--- start of Exercise materials ---

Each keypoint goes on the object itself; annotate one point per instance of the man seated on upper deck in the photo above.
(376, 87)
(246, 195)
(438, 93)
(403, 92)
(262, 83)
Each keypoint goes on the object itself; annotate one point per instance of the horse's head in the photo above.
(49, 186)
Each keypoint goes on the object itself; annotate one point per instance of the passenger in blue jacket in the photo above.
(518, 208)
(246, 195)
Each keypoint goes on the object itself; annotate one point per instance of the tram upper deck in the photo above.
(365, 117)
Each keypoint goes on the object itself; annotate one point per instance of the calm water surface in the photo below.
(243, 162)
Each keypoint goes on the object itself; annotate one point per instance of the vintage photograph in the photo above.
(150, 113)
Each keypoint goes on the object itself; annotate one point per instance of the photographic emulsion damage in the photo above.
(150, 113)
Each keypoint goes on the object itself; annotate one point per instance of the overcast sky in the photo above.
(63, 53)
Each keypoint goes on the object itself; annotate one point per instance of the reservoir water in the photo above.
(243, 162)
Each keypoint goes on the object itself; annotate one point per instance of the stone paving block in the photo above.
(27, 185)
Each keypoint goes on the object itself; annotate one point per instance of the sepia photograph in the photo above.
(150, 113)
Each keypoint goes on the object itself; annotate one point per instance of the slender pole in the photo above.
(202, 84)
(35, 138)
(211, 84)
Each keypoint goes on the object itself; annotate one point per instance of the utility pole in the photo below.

--- end of Exercise materials ---
--- start of Exercise materials ---

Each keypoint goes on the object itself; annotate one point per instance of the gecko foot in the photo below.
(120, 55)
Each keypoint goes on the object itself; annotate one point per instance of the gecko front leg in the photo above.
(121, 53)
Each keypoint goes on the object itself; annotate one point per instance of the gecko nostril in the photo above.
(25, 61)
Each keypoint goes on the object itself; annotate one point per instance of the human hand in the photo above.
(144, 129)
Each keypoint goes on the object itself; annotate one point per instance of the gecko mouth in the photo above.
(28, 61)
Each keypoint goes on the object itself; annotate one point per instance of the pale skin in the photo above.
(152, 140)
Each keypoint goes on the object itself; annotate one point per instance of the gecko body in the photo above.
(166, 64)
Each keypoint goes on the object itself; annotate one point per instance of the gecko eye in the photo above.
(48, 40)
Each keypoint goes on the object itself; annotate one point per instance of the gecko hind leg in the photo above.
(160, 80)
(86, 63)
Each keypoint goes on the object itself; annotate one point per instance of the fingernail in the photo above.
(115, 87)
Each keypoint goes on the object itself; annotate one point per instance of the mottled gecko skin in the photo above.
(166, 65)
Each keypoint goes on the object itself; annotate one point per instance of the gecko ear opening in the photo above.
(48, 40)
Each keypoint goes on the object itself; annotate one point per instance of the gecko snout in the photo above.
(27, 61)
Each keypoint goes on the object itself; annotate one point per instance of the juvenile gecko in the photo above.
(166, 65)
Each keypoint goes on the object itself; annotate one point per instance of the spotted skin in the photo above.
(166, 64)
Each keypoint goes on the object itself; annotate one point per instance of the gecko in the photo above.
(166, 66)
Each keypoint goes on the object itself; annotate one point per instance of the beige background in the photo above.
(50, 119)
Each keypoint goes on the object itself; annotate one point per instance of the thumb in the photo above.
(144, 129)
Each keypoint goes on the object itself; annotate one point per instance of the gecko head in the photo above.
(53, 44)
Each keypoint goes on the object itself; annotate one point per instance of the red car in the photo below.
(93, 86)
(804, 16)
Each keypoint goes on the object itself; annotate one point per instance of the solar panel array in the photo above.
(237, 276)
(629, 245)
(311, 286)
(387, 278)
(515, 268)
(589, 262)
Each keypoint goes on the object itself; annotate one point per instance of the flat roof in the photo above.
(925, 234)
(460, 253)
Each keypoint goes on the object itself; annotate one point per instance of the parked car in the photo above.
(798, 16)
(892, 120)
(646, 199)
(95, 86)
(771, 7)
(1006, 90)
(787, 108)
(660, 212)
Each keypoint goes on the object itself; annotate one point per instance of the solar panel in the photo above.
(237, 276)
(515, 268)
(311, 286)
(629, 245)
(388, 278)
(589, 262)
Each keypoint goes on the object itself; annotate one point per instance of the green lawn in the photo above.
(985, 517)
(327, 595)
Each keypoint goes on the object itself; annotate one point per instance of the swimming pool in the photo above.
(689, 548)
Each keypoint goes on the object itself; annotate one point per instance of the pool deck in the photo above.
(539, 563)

--- end of Exercise materials ---

Copy out, word for word, everything in the records from the line containing "water in the photo above." down to the line containing "pole in the photo below.", both of those lines included.

Each keypoint goes on the object itself; annotate one point per instance of the reservoir water in the photo above.
(243, 162)
Each keypoint goes on the object itself; annotate one point per instance of the stone paving block in the photo above.
(27, 185)
Each keypoint goes on the object itself; annotate one point per instance of the sepia photograph in the photo above.
(150, 113)
Each keypoint goes on the object itself; annotate one point per instance of the slender pole in the photo above.
(202, 84)
(35, 138)
(211, 84)
Each keypoint goes on the object itself; annotate one point per instance of the utility pole in the photo below.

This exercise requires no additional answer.